Comment npm is a problem (Score 3) 32

npm is a problem. It's this massive, unvetted self-publishing repository without any easy way to verify the origin of packages, and the packages largely get installed directly to production on billions of sites every day without any vetting or review.

It's crazy, like something out of the 90s.

Yes, supply attacks like those carried out against npm are pretty common in general, at the state actor level. There've been a couple fun ones in recent years. But the openness and lack of basic precautions surrounding npm in conjunctions with common development practice just makes it a recipe for disaster.

Comment Re: Can AI clone lawyers & judges? (Score 1) 125

"lossy compression"

Yes, just like human memory.

If I read a bunch of books from a series and extrapolate based on them to form something similar, it's not plagiarism.

If I read your book, then write a book using a similar voice, style, and plot, and do it in a different language - it's not plagiarism if I offer citation. Likewise, if I do so with a verbatim copy in another language. It's an independent effort.

Ultimately, it boils down to what you can get away with. Considering how trivial it is now to re-implement things, I'd say the chance of license enforcement is close to zero for anything open source except in extremely rare situations where there's a lot of money involved.

Comment Re:hohoho (Score 1) 69

You realize that's extremely easy to do with AI, right?

If I can run software, I can run run function/system tracing and introspection on it. Simply that. The difference between this and looking at the code is almost negligible, except in terms of scope of difficulty.

And with AI, I can automate the entire process.

Comment Re:Stupid (Score 1) 69

I'm sure there are techniques which will be readily implemented in at least one of a half dozen different agent platforms - assuming there's any merit in it. It's too stupidly easy to build things now to really keep anything "unique" private. People will figure it out and do as they will to get things they want to use.

I personally have an agent framework that's a combination of capabilities of different agent platforms that does things the way I want to. I haven't shared it, though judging by the quality and utility of some of these other platforms, I just might once I iron out a couple little bugs...

Comment Anthropic is spiraling (Score 1) 69

Antrhopic seems to be spiraling of late, doing a lot of things which are shooting themselves in the foot.

- This "accidental" code release (I'm not convinced it was an accident and not a fancy PR stunt)
- The complete nerfing to useless of Claude Max plans (less usage, heavily throttled to the point where even getting close to quota has been impossible, and waiting 30m+ for a simple prompt response often takes longer than doing it myelf)

# [Stored data entries]
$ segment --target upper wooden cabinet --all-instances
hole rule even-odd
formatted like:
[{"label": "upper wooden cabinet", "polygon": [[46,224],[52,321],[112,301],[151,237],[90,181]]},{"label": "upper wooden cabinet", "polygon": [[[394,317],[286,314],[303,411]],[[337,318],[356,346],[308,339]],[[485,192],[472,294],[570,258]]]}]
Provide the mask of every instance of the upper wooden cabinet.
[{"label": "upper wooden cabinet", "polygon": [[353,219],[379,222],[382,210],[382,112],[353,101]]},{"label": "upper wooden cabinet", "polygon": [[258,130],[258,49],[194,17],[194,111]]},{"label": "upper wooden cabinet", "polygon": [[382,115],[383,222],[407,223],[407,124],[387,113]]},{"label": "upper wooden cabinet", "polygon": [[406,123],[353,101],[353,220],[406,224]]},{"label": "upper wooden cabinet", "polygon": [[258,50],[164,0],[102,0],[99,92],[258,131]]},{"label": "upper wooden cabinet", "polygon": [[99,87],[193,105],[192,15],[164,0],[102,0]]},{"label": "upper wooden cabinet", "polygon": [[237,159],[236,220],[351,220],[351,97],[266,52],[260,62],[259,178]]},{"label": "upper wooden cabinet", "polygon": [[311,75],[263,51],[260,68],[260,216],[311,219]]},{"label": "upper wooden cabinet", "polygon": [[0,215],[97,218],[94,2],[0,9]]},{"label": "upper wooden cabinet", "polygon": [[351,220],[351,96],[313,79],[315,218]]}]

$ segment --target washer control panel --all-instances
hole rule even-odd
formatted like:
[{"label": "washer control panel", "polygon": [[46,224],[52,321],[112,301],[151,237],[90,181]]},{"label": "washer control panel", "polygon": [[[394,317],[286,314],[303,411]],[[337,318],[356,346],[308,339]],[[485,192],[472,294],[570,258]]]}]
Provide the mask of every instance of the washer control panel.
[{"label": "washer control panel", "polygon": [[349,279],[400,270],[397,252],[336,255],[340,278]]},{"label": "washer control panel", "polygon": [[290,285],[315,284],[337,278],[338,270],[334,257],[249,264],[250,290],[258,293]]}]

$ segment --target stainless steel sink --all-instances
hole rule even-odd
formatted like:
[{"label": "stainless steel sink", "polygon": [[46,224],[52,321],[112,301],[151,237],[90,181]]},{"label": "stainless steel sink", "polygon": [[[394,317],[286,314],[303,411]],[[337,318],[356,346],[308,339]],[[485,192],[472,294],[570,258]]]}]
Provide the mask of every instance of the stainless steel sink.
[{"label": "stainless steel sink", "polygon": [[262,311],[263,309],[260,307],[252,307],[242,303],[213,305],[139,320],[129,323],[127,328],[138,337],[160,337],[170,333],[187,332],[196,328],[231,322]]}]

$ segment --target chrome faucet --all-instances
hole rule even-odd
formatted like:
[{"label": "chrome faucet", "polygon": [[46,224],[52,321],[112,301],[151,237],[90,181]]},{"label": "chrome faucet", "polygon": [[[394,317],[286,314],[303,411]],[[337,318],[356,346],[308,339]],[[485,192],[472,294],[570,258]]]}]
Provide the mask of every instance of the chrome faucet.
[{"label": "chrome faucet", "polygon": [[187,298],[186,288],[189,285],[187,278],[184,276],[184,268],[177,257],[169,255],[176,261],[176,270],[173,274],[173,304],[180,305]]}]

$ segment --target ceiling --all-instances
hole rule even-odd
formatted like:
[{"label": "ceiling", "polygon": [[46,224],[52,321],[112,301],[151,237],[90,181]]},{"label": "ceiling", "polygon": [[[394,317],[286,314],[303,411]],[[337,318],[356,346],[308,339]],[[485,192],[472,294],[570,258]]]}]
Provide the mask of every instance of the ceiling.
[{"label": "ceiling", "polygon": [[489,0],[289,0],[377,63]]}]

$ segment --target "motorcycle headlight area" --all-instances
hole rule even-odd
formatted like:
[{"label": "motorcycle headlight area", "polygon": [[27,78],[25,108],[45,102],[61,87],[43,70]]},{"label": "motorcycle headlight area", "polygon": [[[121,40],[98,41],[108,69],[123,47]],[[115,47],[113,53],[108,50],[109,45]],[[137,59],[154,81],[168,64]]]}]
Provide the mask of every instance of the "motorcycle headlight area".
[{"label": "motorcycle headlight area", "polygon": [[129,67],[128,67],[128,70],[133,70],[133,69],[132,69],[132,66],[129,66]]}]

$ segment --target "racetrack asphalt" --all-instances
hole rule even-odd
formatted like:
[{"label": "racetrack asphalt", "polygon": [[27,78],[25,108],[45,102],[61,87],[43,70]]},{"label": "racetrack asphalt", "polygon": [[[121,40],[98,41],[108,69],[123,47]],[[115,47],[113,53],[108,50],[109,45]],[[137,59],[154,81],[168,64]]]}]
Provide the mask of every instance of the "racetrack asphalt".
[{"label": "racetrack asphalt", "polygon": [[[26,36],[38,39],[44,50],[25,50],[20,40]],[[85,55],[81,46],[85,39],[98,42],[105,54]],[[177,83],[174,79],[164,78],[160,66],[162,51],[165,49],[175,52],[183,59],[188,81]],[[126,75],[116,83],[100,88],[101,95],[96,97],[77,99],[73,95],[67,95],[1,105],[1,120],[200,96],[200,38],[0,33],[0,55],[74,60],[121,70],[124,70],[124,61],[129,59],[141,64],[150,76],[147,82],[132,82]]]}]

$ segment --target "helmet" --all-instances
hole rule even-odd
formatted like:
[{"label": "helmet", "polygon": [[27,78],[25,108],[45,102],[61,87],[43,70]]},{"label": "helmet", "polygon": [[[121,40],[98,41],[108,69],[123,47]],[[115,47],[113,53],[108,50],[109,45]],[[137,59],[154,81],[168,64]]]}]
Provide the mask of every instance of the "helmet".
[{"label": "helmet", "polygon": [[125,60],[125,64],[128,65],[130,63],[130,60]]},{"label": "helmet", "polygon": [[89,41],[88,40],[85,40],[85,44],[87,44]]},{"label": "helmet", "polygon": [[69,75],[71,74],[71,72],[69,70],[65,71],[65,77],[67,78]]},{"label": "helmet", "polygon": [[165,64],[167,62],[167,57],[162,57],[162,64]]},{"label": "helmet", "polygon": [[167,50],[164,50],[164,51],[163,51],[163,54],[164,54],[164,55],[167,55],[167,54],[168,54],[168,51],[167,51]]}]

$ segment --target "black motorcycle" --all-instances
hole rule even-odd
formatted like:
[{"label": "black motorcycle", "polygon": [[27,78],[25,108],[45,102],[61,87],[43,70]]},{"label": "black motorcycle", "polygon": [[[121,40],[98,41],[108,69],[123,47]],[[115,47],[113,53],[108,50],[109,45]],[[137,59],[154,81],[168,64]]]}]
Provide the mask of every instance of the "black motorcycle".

# [Required action 1]
In the forum comments, where does the npm comment say packages largely get installed?
# [Required action 2]
Please list the title of every comment in the forum comments.
The stored data entries are not required for any of this.

# [Result 1]
Directly to production on billions of sites every day.

# [Result 2]
npm is a problem
Re: Can AI clone lawyers & judges?
Re:hohoho
Re:Stupid
Anthropic is spiraling